Lignes d'un jeu de données de pointage:
>>>

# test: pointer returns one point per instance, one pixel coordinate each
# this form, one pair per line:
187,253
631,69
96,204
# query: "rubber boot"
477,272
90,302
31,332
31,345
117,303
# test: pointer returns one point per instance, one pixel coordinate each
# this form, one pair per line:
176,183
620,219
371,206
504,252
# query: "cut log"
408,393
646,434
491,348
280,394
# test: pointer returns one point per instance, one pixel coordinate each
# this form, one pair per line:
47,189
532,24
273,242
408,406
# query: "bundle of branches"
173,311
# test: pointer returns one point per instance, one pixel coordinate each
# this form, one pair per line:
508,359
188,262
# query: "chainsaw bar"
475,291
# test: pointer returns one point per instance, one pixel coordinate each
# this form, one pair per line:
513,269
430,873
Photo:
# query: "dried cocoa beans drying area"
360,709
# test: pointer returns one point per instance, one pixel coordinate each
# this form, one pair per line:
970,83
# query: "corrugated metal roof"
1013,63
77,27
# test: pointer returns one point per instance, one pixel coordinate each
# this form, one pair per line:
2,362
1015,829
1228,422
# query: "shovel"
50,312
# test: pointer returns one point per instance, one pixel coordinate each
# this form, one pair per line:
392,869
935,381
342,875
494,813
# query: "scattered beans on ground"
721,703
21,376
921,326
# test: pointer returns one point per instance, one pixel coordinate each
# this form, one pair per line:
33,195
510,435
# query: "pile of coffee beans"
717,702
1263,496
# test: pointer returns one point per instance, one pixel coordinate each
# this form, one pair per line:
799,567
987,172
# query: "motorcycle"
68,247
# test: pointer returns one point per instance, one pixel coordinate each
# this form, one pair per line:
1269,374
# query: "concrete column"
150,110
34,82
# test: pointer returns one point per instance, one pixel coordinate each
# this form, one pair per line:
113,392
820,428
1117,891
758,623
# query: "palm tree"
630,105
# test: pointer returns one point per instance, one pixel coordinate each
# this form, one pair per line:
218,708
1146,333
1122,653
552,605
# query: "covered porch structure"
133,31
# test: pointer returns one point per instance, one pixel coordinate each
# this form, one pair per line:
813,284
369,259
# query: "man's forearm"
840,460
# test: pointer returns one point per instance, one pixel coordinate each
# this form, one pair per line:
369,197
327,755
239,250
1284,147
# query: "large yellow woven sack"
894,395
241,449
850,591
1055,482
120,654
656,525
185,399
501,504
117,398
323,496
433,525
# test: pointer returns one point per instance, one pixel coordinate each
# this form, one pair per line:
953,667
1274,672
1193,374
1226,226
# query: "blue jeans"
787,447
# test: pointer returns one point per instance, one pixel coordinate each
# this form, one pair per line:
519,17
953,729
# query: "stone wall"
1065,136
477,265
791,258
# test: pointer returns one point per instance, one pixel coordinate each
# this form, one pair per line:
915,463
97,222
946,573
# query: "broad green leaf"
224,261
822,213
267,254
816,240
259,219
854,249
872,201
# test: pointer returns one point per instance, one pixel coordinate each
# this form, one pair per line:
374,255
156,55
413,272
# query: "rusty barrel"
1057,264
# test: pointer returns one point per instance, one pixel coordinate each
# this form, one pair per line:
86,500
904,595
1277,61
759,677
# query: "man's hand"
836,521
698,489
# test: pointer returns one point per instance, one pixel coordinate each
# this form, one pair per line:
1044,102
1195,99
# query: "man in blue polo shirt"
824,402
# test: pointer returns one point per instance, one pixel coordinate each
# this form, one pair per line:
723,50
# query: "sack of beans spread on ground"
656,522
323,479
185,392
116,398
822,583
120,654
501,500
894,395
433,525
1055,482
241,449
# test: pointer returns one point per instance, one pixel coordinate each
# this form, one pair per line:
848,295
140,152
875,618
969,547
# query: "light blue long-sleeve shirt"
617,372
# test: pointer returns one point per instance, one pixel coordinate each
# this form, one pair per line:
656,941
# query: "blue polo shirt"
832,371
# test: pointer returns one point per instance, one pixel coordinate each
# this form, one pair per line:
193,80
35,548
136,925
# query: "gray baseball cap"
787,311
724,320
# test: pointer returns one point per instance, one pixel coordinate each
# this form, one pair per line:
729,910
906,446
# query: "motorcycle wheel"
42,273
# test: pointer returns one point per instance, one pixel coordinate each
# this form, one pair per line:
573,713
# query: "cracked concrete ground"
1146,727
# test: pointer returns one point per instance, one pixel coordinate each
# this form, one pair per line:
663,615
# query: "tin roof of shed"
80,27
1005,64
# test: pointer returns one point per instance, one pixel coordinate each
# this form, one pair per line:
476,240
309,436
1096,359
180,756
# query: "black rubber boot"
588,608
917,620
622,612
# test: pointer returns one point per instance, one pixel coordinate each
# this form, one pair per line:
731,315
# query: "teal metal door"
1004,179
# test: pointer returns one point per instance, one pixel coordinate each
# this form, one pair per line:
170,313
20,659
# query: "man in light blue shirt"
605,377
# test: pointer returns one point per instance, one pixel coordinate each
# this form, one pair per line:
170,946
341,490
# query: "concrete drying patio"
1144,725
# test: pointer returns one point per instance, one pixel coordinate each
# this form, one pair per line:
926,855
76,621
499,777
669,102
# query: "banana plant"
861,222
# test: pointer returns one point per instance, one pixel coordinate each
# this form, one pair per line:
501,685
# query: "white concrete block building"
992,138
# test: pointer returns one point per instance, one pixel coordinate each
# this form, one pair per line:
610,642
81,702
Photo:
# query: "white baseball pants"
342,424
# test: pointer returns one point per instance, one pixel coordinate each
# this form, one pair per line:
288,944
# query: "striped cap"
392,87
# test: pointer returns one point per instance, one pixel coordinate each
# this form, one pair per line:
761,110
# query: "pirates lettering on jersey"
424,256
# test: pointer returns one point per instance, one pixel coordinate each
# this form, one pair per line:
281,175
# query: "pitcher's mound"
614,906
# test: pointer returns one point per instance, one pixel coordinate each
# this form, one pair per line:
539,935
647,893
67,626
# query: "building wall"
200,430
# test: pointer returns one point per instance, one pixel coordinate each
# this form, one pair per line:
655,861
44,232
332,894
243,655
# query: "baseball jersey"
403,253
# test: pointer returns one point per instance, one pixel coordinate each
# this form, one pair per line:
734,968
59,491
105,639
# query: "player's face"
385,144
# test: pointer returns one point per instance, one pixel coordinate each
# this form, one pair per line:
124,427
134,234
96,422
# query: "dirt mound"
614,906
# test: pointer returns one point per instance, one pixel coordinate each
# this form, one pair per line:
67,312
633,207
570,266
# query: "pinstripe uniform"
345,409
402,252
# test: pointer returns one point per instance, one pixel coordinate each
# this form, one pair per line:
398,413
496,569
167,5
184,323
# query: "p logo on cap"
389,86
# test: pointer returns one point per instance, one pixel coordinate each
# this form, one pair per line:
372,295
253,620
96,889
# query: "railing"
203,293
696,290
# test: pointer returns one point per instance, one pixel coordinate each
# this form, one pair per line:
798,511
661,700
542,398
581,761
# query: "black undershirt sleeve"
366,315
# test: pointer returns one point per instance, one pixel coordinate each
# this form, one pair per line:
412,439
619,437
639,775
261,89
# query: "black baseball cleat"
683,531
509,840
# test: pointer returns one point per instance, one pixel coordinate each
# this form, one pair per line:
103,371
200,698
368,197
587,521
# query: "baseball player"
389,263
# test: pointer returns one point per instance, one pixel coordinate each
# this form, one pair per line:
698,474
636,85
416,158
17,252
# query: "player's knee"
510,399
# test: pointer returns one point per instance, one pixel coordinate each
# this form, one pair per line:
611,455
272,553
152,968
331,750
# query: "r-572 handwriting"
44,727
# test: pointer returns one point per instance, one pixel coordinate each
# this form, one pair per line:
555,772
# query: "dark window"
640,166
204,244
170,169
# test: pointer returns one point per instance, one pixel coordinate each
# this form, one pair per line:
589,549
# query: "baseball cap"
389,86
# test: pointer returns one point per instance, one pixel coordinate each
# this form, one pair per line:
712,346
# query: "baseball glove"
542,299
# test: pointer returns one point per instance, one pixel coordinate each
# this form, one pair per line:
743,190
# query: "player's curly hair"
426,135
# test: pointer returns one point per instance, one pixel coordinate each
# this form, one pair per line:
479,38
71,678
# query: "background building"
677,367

<<<

Repérez chaque ligne ci-dessus qui contient la chaîne « drying » en respectant la casse, puis recopiez ces lignes.

> [RÉPONSE COMPLÈTE]
# query: "dried cocoa beans drying area"
# query: "concrete drying patio"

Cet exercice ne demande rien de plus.